++++ Document text

Terry: 11:10 Yeah. I said, I think I’m pretty sure, but I’m not certain. I said it and I’ll, I’ll be in Ohio and I would really like to meet. And he said, well, I think that would be good and I’ll prepare her for all of that and we’d be happy to meet you. And I said, well, I’ll drive up. So on, um, mother’s Day of 2003 I went to the skilled nursing facilities that my mom was in and you know, we celebrated a little mother’s Day there and my dad was on a different floor because he was really, really, you know, and then I drove three hours to Toledo to meet my birth mother and two half sisters. So, you know, it was pretty emotional.
Damon: 12:04 Right. And presumably your birth mother is about the same age roughly as your adopted parents. So it would stand to reason that she might also be elderly potentially in poor health. This is a really emotional time for you. So tell me about what it was like when you, you, you, you meet her for the first time.
Terry: 12:23 One of the things that John had said was that in, I believe it was the 80s they had lived in Florida and my mom had been in a car accident and had a stroke. And she lost part of her memory.

++++++++
++++ Raw data

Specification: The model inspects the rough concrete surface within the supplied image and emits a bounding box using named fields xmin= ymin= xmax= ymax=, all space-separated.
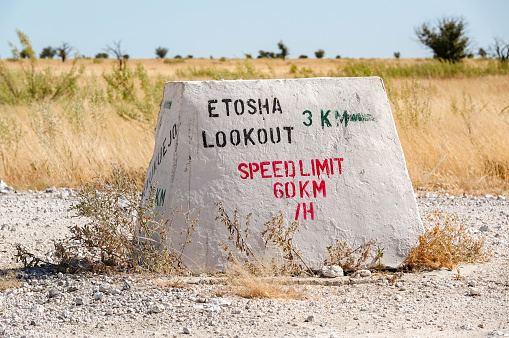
xmin=145 ymin=77 xmax=422 ymax=271
xmin=0 ymin=189 xmax=509 ymax=337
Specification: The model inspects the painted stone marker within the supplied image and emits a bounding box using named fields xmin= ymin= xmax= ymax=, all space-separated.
xmin=143 ymin=77 xmax=422 ymax=271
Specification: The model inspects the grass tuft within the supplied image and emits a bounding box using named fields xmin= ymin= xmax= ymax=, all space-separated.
xmin=404 ymin=210 xmax=491 ymax=270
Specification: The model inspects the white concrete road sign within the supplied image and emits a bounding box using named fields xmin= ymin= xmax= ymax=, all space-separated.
xmin=144 ymin=77 xmax=422 ymax=271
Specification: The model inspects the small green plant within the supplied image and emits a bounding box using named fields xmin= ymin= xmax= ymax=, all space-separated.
xmin=216 ymin=202 xmax=265 ymax=272
xmin=375 ymin=245 xmax=385 ymax=272
xmin=39 ymin=46 xmax=57 ymax=59
xmin=156 ymin=47 xmax=168 ymax=59
xmin=57 ymin=42 xmax=73 ymax=62
xmin=262 ymin=211 xmax=314 ymax=276
xmin=315 ymin=49 xmax=325 ymax=59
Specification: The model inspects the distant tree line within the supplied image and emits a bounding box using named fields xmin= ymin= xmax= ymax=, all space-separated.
xmin=9 ymin=17 xmax=509 ymax=63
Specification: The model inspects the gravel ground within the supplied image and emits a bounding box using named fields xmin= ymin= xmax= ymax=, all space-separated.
xmin=0 ymin=185 xmax=509 ymax=337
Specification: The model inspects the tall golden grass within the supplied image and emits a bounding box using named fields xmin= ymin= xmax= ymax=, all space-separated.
xmin=0 ymin=59 xmax=509 ymax=194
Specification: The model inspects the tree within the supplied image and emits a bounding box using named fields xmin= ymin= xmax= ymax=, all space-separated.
xmin=277 ymin=41 xmax=289 ymax=60
xmin=258 ymin=50 xmax=276 ymax=59
xmin=315 ymin=49 xmax=325 ymax=59
xmin=104 ymin=40 xmax=129 ymax=68
xmin=39 ymin=46 xmax=57 ymax=59
xmin=156 ymin=47 xmax=168 ymax=59
xmin=415 ymin=18 xmax=469 ymax=63
xmin=492 ymin=38 xmax=509 ymax=62
xmin=9 ymin=29 xmax=35 ymax=60
xmin=57 ymin=42 xmax=72 ymax=62
xmin=95 ymin=53 xmax=110 ymax=59
xmin=258 ymin=41 xmax=289 ymax=60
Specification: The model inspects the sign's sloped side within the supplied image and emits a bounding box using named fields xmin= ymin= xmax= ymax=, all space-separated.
xmin=144 ymin=77 xmax=422 ymax=270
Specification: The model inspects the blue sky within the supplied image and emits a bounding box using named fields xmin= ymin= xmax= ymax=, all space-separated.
xmin=0 ymin=0 xmax=509 ymax=58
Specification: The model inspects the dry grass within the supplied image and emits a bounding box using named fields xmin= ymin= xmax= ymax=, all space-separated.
xmin=0 ymin=59 xmax=509 ymax=194
xmin=227 ymin=262 xmax=306 ymax=299
xmin=0 ymin=270 xmax=21 ymax=291
xmin=404 ymin=211 xmax=491 ymax=270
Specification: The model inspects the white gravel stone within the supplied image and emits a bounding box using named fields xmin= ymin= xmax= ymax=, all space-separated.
xmin=322 ymin=265 xmax=344 ymax=278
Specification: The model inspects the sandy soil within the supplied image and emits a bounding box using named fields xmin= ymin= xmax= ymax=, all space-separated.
xmin=0 ymin=189 xmax=509 ymax=337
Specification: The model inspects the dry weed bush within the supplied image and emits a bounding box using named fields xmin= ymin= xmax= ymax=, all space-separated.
xmin=228 ymin=264 xmax=306 ymax=299
xmin=216 ymin=202 xmax=314 ymax=276
xmin=0 ymin=55 xmax=509 ymax=194
xmin=404 ymin=211 xmax=491 ymax=270
xmin=56 ymin=168 xmax=197 ymax=274
xmin=324 ymin=239 xmax=383 ymax=272
xmin=0 ymin=270 xmax=21 ymax=291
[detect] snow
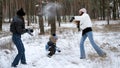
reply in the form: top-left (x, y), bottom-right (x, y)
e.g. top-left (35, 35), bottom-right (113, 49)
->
top-left (0, 21), bottom-right (120, 68)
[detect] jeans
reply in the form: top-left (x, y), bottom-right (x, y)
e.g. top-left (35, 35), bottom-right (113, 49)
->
top-left (80, 31), bottom-right (104, 59)
top-left (12, 34), bottom-right (26, 66)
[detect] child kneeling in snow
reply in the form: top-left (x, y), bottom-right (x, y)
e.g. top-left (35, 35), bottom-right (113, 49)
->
top-left (45, 34), bottom-right (61, 57)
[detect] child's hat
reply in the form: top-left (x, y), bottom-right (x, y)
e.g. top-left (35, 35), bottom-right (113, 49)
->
top-left (79, 8), bottom-right (87, 13)
top-left (52, 34), bottom-right (58, 39)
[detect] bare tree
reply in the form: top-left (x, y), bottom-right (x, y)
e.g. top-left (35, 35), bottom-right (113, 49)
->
top-left (0, 0), bottom-right (3, 31)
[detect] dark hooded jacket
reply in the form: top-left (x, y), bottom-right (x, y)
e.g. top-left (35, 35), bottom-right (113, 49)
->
top-left (10, 8), bottom-right (26, 35)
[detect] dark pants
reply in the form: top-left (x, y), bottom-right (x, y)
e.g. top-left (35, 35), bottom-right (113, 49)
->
top-left (12, 34), bottom-right (26, 65)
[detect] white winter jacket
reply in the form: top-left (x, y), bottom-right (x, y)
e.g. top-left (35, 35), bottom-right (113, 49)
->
top-left (74, 13), bottom-right (92, 30)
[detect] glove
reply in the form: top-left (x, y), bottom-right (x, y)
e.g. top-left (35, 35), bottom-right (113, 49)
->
top-left (70, 17), bottom-right (75, 22)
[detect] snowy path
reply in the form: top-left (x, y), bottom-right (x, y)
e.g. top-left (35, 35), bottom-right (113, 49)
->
top-left (9, 32), bottom-right (120, 68)
top-left (0, 21), bottom-right (120, 68)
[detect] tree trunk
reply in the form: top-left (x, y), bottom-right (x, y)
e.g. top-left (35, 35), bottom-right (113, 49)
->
top-left (39, 16), bottom-right (45, 35)
top-left (48, 16), bottom-right (56, 34)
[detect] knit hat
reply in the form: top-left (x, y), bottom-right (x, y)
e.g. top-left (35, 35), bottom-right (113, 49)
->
top-left (52, 34), bottom-right (58, 39)
top-left (17, 8), bottom-right (25, 16)
top-left (79, 8), bottom-right (87, 13)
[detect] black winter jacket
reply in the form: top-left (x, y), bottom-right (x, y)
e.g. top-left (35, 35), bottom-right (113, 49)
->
top-left (10, 16), bottom-right (26, 35)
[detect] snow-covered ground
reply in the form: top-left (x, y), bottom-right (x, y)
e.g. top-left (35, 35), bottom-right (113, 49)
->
top-left (0, 21), bottom-right (120, 68)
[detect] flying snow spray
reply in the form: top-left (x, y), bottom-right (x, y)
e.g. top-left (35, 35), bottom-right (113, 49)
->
top-left (43, 2), bottom-right (62, 18)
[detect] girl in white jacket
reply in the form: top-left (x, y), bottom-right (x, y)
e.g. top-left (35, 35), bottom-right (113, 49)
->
top-left (70, 8), bottom-right (106, 59)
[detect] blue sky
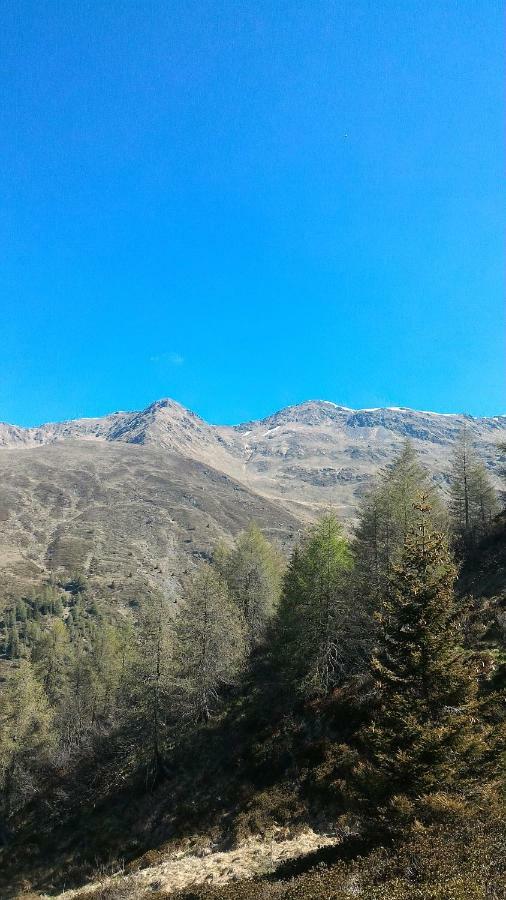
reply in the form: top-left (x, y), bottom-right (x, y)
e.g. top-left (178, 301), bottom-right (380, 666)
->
top-left (0, 0), bottom-right (506, 424)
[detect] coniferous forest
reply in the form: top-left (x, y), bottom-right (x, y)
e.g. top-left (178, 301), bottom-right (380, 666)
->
top-left (0, 433), bottom-right (506, 900)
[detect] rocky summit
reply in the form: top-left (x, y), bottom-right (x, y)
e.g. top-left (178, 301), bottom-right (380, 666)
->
top-left (0, 399), bottom-right (506, 598)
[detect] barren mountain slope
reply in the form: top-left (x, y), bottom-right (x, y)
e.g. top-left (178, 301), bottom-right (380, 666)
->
top-left (0, 400), bottom-right (506, 599)
top-left (0, 440), bottom-right (300, 600)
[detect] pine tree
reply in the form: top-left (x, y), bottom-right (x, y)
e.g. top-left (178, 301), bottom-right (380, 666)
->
top-left (274, 513), bottom-right (353, 697)
top-left (32, 619), bottom-right (72, 708)
top-left (132, 594), bottom-right (172, 782)
top-left (353, 441), bottom-right (446, 610)
top-left (355, 498), bottom-right (488, 818)
top-left (450, 427), bottom-right (499, 553)
top-left (0, 660), bottom-right (54, 819)
top-left (214, 523), bottom-right (283, 646)
top-left (7, 617), bottom-right (21, 659)
top-left (174, 565), bottom-right (245, 722)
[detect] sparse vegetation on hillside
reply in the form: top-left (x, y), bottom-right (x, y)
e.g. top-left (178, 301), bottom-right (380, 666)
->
top-left (0, 445), bottom-right (505, 900)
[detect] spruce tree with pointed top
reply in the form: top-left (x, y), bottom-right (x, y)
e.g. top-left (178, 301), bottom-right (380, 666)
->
top-left (272, 512), bottom-right (353, 698)
top-left (355, 497), bottom-right (491, 821)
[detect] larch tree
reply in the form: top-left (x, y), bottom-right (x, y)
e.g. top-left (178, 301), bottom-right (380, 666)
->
top-left (352, 441), bottom-right (447, 621)
top-left (273, 512), bottom-right (353, 697)
top-left (450, 427), bottom-right (500, 553)
top-left (0, 659), bottom-right (54, 821)
top-left (132, 594), bottom-right (172, 782)
top-left (174, 564), bottom-right (246, 722)
top-left (354, 498), bottom-right (490, 822)
top-left (214, 523), bottom-right (283, 646)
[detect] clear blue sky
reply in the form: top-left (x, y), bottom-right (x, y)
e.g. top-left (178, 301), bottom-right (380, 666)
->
top-left (0, 0), bottom-right (506, 424)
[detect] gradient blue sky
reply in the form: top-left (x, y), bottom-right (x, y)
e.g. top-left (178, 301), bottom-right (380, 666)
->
top-left (0, 0), bottom-right (506, 424)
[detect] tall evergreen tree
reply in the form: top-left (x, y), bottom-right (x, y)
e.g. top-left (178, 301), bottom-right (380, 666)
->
top-left (356, 498), bottom-right (489, 818)
top-left (174, 565), bottom-right (245, 722)
top-left (274, 513), bottom-right (353, 697)
top-left (353, 441), bottom-right (446, 609)
top-left (133, 594), bottom-right (172, 781)
top-left (215, 523), bottom-right (283, 646)
top-left (0, 660), bottom-right (54, 820)
top-left (450, 427), bottom-right (499, 552)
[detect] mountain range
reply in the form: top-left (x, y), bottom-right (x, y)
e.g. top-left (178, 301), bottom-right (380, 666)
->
top-left (0, 399), bottom-right (506, 602)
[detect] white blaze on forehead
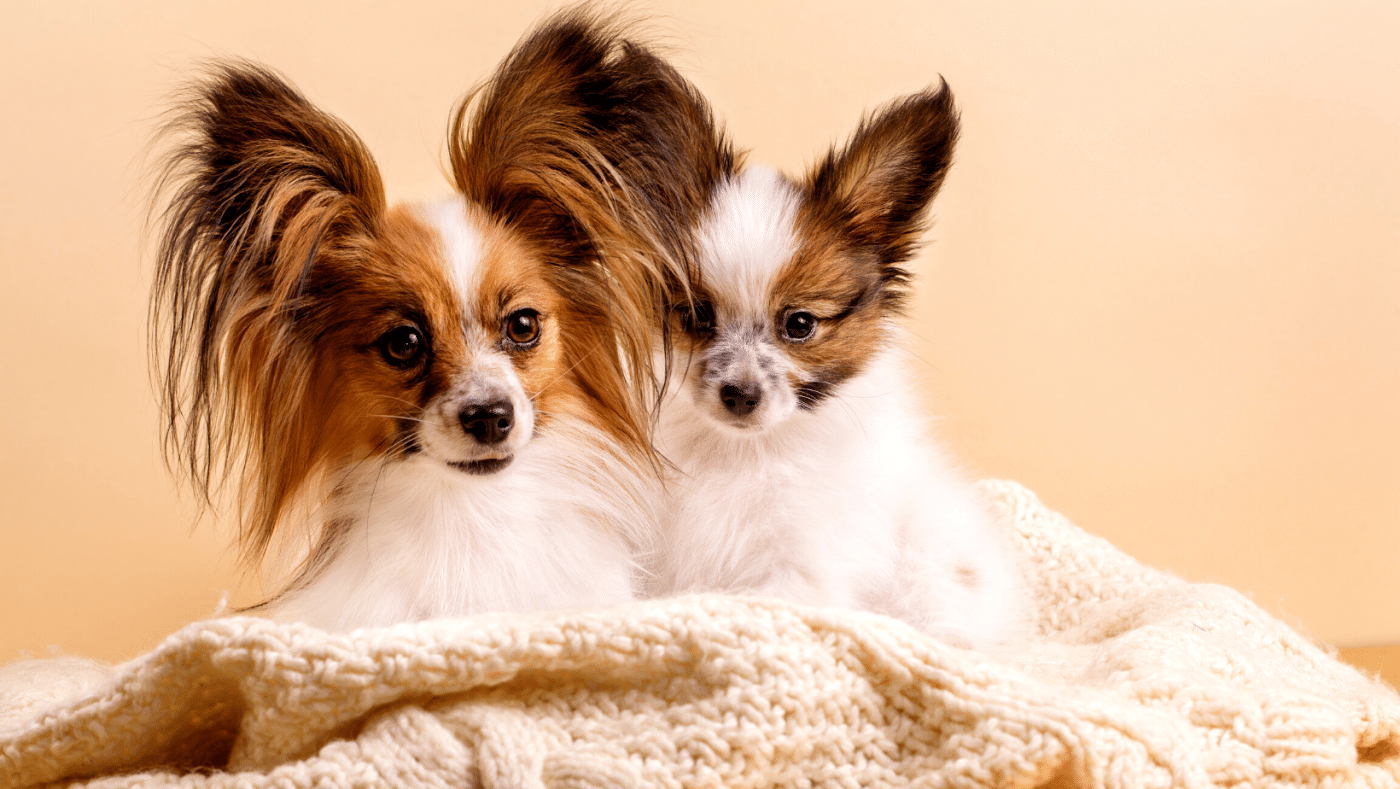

++++++++

■ **Goal 1**
In the interview transcript, how long was Terry's drive to Toledo?
■ **Goal 2**
Resume the interview transcript, starting after its last line.
The entries above are not needed.

■ **Right answer 1**
Three hours.

■ **Right answer 2**
Terry: 12:40 Part of the memory that she lost was me. But before then she had told Sandy and Candy, my two half sisters about me. And that’s when they had tried to find me and couldn’t, I don’t know what they did, but they didn’t get very far, I guess.
Damon: 12:56 So if I understand correctly, she had a car accident, lost part of her memory, presumably you as an early, early memory and therefore probably very faint, were lost in the stroke. And she happened to tell your half sisters about your existence prior to that memory loss.
Terry: 13:20 Yeah, I (inaudible) it’s just a b-movie ready to happen. So I pulled up and John met me at the door and sat me down in the living room and then Mary came out and we hugged. But she was very, I don’t want to say distant, but she certainly wasn’t real warm, you know, it wasn’t un-warm or unfriendly, but it was very neutral.
Terry: 13:49 And, which was kind of off putting to me a little bit, if I hadn’t seen someone in 40 or 40 years, 45 years, something like that, I would have been a little happier about it. But you know, she didn’t, I think she knew who I was. And John had talked about Candy and Sandy and I think they had worked on talking to her about who I was and all of that. So there was, it was nice.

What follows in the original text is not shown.